**What needs to be done**
Reproduce verbatim the lines of the records below, beginning with the line that contains "Hi there — would you mind identifying the concrete walkway" and continuing through the line that contains "97, 129, 232, 256", with both of those lines included.

**Listing**
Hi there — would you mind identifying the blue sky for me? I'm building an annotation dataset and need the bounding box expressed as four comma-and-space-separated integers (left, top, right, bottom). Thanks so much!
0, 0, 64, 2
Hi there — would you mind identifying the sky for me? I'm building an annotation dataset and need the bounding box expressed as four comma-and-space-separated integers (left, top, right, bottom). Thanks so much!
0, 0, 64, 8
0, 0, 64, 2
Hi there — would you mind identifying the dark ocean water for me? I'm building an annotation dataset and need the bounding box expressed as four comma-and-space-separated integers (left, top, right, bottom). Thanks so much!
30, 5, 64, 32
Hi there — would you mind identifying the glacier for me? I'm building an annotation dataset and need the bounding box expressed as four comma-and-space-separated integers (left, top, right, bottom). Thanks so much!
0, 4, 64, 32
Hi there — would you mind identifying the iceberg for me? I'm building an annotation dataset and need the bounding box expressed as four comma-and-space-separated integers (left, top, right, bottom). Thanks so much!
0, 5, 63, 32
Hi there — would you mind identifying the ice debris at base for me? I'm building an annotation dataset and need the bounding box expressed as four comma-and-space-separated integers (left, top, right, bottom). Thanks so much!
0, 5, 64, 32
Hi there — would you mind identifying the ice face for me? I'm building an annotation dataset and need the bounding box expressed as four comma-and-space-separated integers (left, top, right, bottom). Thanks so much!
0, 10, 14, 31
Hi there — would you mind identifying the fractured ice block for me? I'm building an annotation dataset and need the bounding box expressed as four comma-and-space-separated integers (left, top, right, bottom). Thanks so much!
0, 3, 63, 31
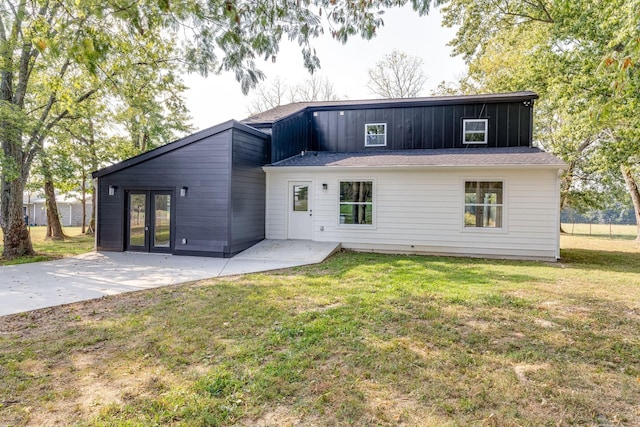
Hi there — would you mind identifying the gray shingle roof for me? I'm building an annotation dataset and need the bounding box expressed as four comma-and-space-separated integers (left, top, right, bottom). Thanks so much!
242, 91, 538, 124
271, 147, 566, 168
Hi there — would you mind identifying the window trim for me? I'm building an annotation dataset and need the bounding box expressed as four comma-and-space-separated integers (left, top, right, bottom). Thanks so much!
336, 177, 378, 230
364, 123, 387, 147
459, 180, 509, 234
462, 118, 489, 145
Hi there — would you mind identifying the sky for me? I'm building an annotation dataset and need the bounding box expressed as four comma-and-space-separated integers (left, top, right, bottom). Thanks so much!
180, 6, 465, 130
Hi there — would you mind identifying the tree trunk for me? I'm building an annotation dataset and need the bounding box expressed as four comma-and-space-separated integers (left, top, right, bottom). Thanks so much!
44, 177, 67, 240
81, 170, 87, 234
620, 165, 640, 242
0, 108, 34, 259
0, 175, 34, 259
87, 120, 98, 236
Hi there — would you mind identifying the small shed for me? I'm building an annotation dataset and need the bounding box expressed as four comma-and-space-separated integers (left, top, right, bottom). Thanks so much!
93, 120, 270, 257
24, 193, 93, 227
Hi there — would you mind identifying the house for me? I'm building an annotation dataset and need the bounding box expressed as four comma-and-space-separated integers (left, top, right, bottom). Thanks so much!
94, 92, 565, 260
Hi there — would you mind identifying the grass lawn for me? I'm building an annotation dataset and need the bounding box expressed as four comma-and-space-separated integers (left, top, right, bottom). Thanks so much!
0, 227, 94, 265
0, 236, 640, 426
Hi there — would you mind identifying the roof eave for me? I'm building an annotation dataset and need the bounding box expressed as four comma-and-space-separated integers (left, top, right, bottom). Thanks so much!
262, 163, 567, 173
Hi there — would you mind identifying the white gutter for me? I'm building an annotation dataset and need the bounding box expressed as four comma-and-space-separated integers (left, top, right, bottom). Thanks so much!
262, 164, 567, 173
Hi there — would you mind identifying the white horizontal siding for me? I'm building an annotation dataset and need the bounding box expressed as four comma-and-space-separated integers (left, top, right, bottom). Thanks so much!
266, 168, 559, 259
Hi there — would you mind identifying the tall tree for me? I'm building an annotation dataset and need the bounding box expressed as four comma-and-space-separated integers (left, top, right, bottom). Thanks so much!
0, 0, 438, 257
367, 50, 427, 98
249, 74, 340, 115
442, 0, 640, 235
291, 74, 340, 102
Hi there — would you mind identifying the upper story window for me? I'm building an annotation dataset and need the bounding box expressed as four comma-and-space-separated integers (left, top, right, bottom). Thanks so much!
364, 123, 387, 147
462, 119, 489, 144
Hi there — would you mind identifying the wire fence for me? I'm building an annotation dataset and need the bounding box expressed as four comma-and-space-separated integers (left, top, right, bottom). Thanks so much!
562, 222, 638, 239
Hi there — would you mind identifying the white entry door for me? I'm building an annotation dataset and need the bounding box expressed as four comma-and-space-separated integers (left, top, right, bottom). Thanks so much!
288, 181, 313, 240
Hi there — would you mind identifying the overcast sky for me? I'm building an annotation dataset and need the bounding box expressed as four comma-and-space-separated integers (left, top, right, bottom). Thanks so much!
180, 7, 465, 130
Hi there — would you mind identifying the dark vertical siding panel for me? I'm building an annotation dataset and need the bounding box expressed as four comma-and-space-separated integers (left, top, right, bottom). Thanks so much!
433, 108, 444, 148
411, 107, 426, 149
271, 111, 313, 163
388, 108, 402, 150
505, 104, 520, 147
496, 104, 509, 147
96, 181, 124, 251
352, 110, 367, 151
302, 102, 532, 155
422, 107, 435, 149
341, 110, 358, 151
230, 129, 268, 255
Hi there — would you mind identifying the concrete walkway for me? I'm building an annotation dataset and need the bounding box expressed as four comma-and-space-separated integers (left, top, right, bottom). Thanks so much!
0, 240, 340, 316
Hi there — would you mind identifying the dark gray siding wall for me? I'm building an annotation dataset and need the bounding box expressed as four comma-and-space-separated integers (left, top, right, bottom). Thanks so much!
228, 129, 268, 255
269, 111, 312, 163
310, 102, 532, 152
97, 129, 232, 256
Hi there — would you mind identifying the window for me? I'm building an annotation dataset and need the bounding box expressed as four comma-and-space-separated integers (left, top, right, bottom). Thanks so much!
462, 119, 489, 144
364, 123, 387, 147
340, 181, 373, 225
293, 185, 309, 212
464, 181, 503, 228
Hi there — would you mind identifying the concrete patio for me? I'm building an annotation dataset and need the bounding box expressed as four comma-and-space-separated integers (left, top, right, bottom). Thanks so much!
0, 240, 340, 316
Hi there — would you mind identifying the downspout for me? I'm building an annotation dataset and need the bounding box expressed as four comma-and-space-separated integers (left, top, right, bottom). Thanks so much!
556, 169, 564, 261
93, 178, 100, 251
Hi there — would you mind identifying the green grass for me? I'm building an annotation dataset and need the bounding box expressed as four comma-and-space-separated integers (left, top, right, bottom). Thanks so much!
0, 227, 94, 265
0, 236, 640, 426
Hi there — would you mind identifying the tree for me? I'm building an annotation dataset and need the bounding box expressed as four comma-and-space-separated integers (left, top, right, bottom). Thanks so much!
249, 74, 340, 115
442, 0, 640, 236
0, 0, 438, 258
367, 50, 427, 98
290, 74, 340, 102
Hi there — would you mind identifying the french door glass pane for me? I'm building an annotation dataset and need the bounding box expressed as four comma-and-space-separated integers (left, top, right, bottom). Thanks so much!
129, 194, 147, 246
153, 194, 171, 248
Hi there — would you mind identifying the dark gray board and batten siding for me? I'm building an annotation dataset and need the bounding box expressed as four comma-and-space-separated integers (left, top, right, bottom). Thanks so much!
246, 92, 537, 163
94, 121, 268, 257
312, 102, 532, 152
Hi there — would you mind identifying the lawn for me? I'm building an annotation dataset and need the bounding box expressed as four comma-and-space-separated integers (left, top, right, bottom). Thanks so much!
0, 227, 94, 265
0, 236, 640, 426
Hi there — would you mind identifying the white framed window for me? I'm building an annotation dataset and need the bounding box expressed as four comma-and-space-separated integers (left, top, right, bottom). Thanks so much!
464, 181, 505, 229
462, 119, 489, 144
339, 181, 373, 225
364, 123, 387, 147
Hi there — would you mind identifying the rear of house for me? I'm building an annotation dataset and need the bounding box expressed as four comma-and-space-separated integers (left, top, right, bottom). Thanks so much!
254, 92, 565, 260
94, 92, 565, 260
265, 148, 562, 260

**Result of this exercise**
Hi there — would you mind identifying the concrete walkway for me? I'm building an annotation dataset and need the bounding box expressed as four comma-and-space-separated integers (left, top, right, bottom). Thanks so much!
0, 240, 340, 316
Hi there — would you mind identifying the dark gray siding wall for me? I'm building an annotation dataset and need the bounding box expressed as four comma-and-space-separated integers (left, top, right, bottom). Thanks so much!
228, 129, 268, 255
269, 111, 312, 163
310, 102, 532, 152
97, 129, 232, 256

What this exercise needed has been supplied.